▶ _Dataset extract_:
BEGIN
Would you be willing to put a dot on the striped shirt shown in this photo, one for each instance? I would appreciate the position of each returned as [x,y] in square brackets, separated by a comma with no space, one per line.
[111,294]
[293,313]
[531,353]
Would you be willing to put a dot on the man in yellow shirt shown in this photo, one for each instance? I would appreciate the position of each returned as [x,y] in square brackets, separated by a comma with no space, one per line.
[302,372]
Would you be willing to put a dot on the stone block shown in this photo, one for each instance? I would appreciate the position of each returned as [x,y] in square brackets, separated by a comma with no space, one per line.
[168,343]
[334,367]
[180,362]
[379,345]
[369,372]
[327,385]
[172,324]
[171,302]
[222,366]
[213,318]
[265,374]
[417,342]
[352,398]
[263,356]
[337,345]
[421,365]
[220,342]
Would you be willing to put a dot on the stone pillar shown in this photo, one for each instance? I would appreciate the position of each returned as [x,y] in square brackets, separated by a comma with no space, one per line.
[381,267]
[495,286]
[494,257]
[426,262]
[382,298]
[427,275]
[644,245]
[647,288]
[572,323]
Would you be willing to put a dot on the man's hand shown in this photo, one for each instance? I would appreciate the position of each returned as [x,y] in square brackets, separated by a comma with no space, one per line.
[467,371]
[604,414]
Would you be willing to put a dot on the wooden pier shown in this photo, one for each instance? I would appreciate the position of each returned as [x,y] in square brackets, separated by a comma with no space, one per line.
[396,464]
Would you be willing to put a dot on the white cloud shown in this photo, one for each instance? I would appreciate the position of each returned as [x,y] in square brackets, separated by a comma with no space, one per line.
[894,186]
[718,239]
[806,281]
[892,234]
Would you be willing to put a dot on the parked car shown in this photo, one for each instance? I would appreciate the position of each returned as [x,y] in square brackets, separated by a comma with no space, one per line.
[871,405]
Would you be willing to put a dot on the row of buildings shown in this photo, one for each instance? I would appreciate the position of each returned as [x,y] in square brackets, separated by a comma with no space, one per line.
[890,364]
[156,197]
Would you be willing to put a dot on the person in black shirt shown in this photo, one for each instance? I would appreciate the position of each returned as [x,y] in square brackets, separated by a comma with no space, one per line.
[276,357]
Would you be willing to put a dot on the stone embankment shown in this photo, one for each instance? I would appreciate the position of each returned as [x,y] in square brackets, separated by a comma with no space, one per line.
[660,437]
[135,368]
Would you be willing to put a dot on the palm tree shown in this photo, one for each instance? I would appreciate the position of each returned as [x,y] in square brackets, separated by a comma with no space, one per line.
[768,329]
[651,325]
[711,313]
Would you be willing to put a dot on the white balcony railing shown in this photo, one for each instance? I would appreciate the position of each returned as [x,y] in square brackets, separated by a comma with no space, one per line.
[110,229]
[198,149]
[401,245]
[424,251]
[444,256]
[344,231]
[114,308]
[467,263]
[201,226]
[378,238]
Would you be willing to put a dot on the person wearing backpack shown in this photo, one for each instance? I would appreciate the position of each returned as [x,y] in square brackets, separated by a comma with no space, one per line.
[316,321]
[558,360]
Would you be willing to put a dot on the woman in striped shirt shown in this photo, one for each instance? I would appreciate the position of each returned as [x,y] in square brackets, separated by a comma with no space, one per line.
END
Exact reproduction of the listing above is required.

Would you be willing to put a dot on the striped shirt shown in this photo, one for each instance? I would appreciate the position of each returned as [x,y] in square brackets, separated by a comma with no space, one per line.
[111,294]
[293,313]
[531,353]
Would you be willing to put a dot on the man in yellow shirt shown in this photo, one for each instance? I would appreciate the position of each returned as [x,y] in square brackets, separated by a comma with no space, one per line.
[302,372]
Would you be willing to put a dot on the stone block shown in this photo, one for each instance? I would appreciate the position of each returned as [x,y] in square brackets, separated by a comma with no space, one per line.
[168,343]
[334,367]
[180,362]
[379,345]
[369,372]
[327,385]
[172,324]
[171,302]
[222,366]
[213,318]
[265,374]
[417,342]
[352,398]
[263,356]
[337,345]
[421,365]
[220,342]
Would you be willing to put a dot on the stone pillar shown in this photo, one for each instance? I would appreciate the position of each returned as [x,y] in square brackets, separated by a comma with no space, one per line.
[381,267]
[495,286]
[494,257]
[426,262]
[382,298]
[427,275]
[644,245]
[647,288]
[572,323]
Would you be willing to put a dot on the man's hand shown in this photo, one for each instance? I would appreciate the position of each returned as [x,y] in square brackets, separated by a comma with no space, one per line.
[467,371]
[604,414]
Would you be willing to put a dot on the wooden pier shown in this photo, one for each instance? I would appreciate the position of each returned as [x,y] in square brackets, separated by a comma with no space, one per line.
[396,464]
Would you be willing to put a dot on the white cloud shown in this photo, one for each instance? I would appreciate the position of each returned as [x,y] in square brackets, separated by a comma with no space, one per line.
[894,186]
[718,239]
[806,281]
[892,234]
Would you be willing to put a dot on the parked car shown in this photo, one for each instance? I would appreciate the position of each returned as [x,y] in square brackets, separated by a comma with no space, one per line.
[871,405]
Would you be willing to put a dot on the row of buildings shown in this photo, one for each instance? I would appreciate the position of each returned as [x,y] in square brackets, separated by a comma with no space, one per line.
[890,364]
[156,197]
Would you be willing to put a dot on the person in black shirt shown in this photo, one for each instance? I would appreciate the position of each returned as [x,y] in square brackets, separated by a comma with no space, one per line.
[276,357]
Would you be willing to put a dot on the stone embankment shown in this photo, one for each instance? I would appreciate the position of each returned as [x,y] in square brackets, separated by a comma with no space, one per line.
[660,437]
[135,368]
Would you be willing to put a dot on the palm tree shown in this photo, one for each instance? I would appreciate the position of each returned as [x,y] in square brackets, separated by a comma with no space, one per line.
[768,329]
[651,325]
[711,313]
Would you be willing to put a dot on the white balcony railing shown in this photo, one for each instance? I would appreciate the position of each returned as [x,y] in square brackets, separated by a comma with no space, one per line.
[110,229]
[198,149]
[401,245]
[424,251]
[444,256]
[344,231]
[114,308]
[467,263]
[201,226]
[378,238]
Would you be willing to put a dot on the person wearing backpack shown in this photo, one for each instance? I would appreciate the position of each returned as [x,y] in square brackets, separated by a comma with no space, one per line.
[316,321]
[558,360]
Would you be willing to put a dot on the woman in striped shirt shown in this photo, one for each instance? I would appreciate the position of each returned as [x,y] in square brackets, separated by a comma with no space, one per line.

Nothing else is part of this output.